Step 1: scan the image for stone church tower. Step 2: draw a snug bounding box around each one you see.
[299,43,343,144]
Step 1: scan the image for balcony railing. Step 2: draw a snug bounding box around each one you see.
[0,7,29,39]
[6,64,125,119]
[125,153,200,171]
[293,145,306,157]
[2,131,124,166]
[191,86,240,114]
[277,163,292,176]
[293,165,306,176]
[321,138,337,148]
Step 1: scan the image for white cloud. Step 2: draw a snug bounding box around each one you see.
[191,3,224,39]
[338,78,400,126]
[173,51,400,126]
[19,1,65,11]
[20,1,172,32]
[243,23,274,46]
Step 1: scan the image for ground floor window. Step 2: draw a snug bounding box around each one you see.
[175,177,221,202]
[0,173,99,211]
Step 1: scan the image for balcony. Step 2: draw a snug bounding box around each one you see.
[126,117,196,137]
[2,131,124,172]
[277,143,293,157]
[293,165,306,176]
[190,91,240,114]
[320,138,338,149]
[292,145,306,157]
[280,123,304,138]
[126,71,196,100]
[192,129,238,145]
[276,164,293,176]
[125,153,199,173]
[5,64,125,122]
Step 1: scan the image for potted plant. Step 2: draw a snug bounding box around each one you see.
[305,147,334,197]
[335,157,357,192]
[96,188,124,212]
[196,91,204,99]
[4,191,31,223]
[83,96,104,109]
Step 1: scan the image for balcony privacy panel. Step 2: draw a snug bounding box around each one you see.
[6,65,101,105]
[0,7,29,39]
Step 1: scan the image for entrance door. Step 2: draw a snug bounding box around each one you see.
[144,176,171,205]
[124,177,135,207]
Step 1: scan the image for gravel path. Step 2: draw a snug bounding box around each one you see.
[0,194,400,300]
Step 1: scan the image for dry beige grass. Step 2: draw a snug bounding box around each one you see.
# # # # # # #
_Problem_: Reproduce every one of the items above word for word, keeping them in their original order.

_Result of the task_:
Step 1: scan the image for stone church tower. Step 2: draw a snug bounding box around each one you see.
[299,43,343,144]
Step 1: scan the image for balcony railing. Step 2: draw a snug bounding box around each one you see.
[0,7,29,39]
[6,64,125,119]
[125,153,200,171]
[293,145,306,157]
[2,131,124,166]
[191,86,240,114]
[277,163,292,176]
[293,165,306,176]
[321,138,337,148]
Step 1: scan the image for white cloud. Step 2: draw a snug bounding box around each one you see.
[191,3,224,39]
[338,78,400,126]
[173,51,400,126]
[19,1,65,11]
[20,1,172,32]
[243,23,274,46]
Step 1: scan the image for ground floor window. Step 2: draw a snug bounding box around each one you see.
[175,177,221,202]
[0,173,99,211]
Step 1: scan the image for balcony. Step 2: draw a snug bounding box around each one you see.
[126,117,196,137]
[2,131,124,172]
[277,143,293,157]
[293,165,306,176]
[190,91,240,114]
[320,138,338,149]
[292,145,306,157]
[280,123,304,138]
[126,71,196,100]
[192,129,238,145]
[276,164,293,176]
[125,153,199,173]
[5,64,125,122]
Step 1: scan the image for potted plant. Step 2: draw a snug bounding box around each one you see.
[305,147,334,197]
[335,157,357,192]
[96,188,124,212]
[196,91,204,99]
[4,191,31,223]
[83,96,104,109]
Step 1: scan the image for balcony privacy panel. Step 2: draw a snug bounding box around each one you see.
[6,65,101,105]
[0,7,29,39]
Step 1: scan the image for entrance door. Step 2: draw a snug bounding box around each one you see.
[144,176,171,205]
[124,177,135,207]
Step 1: scan the image for gravel path. Step 2: draw a snug bounding box around each one you see.
[0,194,400,300]
Step 1: scan the image for dry beige grass. Step 2: draw a snug bounding box around each one you see.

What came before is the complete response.